┌─ INPUT DATA

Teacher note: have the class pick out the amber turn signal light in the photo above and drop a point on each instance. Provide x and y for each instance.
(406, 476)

└─
┌─ INPUT DATA

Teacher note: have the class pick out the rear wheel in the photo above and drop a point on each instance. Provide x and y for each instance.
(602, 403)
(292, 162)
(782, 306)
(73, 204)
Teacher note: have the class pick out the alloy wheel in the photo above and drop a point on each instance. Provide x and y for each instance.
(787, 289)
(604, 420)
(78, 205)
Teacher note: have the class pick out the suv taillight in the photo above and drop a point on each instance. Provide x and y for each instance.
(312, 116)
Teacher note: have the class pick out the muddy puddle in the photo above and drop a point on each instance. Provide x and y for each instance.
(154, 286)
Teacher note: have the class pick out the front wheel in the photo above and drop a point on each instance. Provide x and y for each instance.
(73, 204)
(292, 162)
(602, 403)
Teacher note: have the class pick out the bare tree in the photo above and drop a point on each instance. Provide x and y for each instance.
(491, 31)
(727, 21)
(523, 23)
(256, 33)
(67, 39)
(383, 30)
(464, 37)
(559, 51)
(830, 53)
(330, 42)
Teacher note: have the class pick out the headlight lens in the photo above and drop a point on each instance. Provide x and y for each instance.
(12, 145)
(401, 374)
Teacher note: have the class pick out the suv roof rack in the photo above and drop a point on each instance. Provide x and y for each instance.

└─

YOUR INSTRUCTIONS: Scan the lines above for "Teacher note: have the class pick out the headlight" and for "Teacher note: have the class pick out the suv roof". Repeat exactly the line holding each of them and every line in between.

ANSWER SECTION:
Teacher note: have the class pick out the headlight lens in the photo above and drop a point on each instance. Provide x and y for each instance.
(12, 145)
(401, 374)
Teacher note: have the class pick out the suv roof rack in the photo above and drop a point on each instance. Provide x and y for each instance.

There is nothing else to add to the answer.